Lay out the stretch of the material below from the line containing "Point out the roof" through the line containing "x=113 y=258" as a Markdown table with the columns Row and Line, one numbered row per line, and leave out blank lines.

═══ MATERIAL PROVIDED

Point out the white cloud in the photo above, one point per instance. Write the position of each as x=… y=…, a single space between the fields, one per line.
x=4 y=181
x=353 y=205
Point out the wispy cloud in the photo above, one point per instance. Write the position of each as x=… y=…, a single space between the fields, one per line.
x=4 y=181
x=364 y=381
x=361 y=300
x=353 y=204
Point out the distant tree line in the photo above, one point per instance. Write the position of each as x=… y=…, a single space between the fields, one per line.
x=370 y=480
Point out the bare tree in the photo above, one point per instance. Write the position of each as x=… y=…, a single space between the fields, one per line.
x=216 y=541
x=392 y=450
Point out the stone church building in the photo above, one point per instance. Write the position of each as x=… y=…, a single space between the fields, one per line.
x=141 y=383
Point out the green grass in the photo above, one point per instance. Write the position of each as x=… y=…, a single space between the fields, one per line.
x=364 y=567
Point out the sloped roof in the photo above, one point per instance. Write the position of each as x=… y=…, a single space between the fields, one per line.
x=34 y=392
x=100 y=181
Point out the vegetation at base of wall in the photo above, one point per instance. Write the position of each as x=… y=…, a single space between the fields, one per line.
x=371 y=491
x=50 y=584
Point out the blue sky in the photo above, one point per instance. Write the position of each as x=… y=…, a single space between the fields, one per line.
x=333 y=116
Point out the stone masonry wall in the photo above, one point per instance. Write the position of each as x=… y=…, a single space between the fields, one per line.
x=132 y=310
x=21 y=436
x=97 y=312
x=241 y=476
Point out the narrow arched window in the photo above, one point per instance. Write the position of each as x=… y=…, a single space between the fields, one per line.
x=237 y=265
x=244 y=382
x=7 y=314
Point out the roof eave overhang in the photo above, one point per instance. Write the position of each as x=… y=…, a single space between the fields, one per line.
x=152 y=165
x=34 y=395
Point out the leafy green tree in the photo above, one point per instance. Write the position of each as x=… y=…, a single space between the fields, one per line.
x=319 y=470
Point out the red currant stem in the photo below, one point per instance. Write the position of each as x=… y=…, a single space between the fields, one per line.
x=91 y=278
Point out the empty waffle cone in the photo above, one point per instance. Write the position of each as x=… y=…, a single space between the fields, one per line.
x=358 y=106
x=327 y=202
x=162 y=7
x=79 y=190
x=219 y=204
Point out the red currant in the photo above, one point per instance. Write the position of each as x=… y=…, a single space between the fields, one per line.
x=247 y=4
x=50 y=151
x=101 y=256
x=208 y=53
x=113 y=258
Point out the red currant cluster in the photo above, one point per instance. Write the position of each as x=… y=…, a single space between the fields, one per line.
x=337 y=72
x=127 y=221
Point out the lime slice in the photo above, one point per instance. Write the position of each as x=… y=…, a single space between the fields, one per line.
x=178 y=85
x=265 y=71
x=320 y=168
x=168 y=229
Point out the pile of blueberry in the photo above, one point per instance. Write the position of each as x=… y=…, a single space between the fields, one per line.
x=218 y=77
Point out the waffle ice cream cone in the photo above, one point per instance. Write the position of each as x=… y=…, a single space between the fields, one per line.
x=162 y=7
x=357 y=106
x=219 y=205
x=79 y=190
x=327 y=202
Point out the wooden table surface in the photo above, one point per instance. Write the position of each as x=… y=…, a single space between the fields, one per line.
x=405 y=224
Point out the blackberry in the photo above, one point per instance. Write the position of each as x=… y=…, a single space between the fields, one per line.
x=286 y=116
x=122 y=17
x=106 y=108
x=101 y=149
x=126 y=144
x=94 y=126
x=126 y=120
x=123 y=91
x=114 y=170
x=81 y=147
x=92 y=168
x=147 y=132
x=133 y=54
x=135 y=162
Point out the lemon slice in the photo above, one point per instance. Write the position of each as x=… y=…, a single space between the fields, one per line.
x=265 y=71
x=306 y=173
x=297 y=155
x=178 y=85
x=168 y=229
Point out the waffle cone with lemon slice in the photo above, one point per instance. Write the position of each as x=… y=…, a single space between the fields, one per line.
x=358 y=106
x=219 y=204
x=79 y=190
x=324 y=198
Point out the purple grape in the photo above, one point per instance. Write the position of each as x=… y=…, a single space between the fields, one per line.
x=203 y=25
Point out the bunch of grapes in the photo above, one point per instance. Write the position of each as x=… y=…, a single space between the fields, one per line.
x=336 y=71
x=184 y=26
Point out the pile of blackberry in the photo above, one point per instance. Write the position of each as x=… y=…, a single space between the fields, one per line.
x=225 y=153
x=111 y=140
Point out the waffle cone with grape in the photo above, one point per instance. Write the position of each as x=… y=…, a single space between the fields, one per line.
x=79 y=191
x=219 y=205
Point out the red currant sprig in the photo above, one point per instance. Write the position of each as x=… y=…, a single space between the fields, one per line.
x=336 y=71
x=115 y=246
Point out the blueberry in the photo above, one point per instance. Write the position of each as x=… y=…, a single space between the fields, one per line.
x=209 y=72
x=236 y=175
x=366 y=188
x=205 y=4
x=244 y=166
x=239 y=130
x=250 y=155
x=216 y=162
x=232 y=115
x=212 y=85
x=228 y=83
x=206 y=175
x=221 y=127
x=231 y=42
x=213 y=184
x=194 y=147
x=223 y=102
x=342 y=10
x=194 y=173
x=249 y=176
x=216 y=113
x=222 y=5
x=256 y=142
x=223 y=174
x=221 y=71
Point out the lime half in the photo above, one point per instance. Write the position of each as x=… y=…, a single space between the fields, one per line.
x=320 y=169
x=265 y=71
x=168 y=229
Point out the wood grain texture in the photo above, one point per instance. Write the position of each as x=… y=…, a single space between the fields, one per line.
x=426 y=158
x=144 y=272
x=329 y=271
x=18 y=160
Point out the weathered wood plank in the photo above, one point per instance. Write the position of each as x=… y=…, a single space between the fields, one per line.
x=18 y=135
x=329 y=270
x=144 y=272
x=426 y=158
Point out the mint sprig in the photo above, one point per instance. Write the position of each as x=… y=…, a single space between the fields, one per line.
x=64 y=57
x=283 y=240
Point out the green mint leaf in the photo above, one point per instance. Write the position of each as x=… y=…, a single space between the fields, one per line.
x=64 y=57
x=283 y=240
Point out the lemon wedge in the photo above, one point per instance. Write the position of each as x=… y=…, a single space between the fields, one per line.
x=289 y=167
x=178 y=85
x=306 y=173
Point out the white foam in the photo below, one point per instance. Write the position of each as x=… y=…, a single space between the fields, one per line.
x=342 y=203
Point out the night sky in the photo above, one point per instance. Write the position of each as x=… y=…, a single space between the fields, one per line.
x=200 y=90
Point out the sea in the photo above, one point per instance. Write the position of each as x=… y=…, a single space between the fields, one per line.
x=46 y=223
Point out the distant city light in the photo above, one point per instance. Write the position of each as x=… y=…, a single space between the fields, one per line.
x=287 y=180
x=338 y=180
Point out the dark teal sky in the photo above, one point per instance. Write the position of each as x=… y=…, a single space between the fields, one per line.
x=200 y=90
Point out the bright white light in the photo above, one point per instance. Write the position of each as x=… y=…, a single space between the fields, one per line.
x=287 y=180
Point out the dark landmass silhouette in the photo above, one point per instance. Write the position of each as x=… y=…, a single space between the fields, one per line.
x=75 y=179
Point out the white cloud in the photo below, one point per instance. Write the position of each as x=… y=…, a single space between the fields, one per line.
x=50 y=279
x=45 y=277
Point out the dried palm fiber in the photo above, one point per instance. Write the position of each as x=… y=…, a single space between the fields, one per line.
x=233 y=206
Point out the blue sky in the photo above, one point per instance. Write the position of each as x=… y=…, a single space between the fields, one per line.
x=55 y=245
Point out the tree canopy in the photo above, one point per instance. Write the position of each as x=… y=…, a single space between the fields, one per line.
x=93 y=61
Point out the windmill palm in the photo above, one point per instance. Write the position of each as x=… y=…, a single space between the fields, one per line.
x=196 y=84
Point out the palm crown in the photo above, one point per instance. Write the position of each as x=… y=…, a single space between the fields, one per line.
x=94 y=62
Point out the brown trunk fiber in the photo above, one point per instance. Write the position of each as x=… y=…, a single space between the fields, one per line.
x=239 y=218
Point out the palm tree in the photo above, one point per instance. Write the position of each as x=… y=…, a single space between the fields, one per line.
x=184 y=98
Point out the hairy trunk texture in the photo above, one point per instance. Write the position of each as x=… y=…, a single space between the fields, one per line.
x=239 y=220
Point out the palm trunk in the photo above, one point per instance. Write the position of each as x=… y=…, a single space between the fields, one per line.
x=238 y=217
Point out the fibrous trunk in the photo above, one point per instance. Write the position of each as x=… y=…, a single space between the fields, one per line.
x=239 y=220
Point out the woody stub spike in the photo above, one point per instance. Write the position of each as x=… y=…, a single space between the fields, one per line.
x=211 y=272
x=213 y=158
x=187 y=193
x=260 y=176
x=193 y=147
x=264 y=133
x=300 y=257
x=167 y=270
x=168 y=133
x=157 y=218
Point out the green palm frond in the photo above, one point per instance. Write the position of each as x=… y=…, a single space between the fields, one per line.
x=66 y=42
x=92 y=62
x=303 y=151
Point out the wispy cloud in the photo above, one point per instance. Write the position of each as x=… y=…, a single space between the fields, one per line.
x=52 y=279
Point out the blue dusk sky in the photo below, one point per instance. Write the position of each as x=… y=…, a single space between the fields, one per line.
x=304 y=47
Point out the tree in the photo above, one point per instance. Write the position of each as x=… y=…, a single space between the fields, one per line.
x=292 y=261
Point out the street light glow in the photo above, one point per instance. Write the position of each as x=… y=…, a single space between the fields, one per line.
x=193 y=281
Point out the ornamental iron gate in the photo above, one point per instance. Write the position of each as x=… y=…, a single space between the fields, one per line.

══════

■ **WRITTEN ANSWER**:
| Row | Line |
|---|---|
| 1 | Point out the roof eave overhang in the photo above, one point per instance. Write the position of each as x=… y=…, a single space between the fields, one per line. |
| 2 | x=152 y=165 |
| 3 | x=34 y=395 |
| 4 | Point out the leafy green tree in the photo above, one point per instance. Write the position of each as x=… y=…, a single space between the fields, one per line. |
| 5 | x=319 y=470 |
| 6 | Point out the red currant stem in the photo below, one point per instance. Write the position of each as x=… y=…, a single space between the fields, one per line. |
| 7 | x=91 y=278 |
| 8 | Point out the empty waffle cone in the photo above, one point per instance. Write the position of each as x=… y=…, a single space between the fields, one per line. |
| 9 | x=358 y=106 |
| 10 | x=327 y=202 |
| 11 | x=162 y=7 |
| 12 | x=79 y=190 |
| 13 | x=219 y=204 |
| 14 | Point out the red currant in the photo above, one point per instance. Write the position of each as x=… y=…, a single space between the fields, one per line. |
| 15 | x=247 y=4 |
| 16 | x=50 y=151 |
| 17 | x=101 y=256 |
| 18 | x=208 y=53 |
| 19 | x=113 y=258 |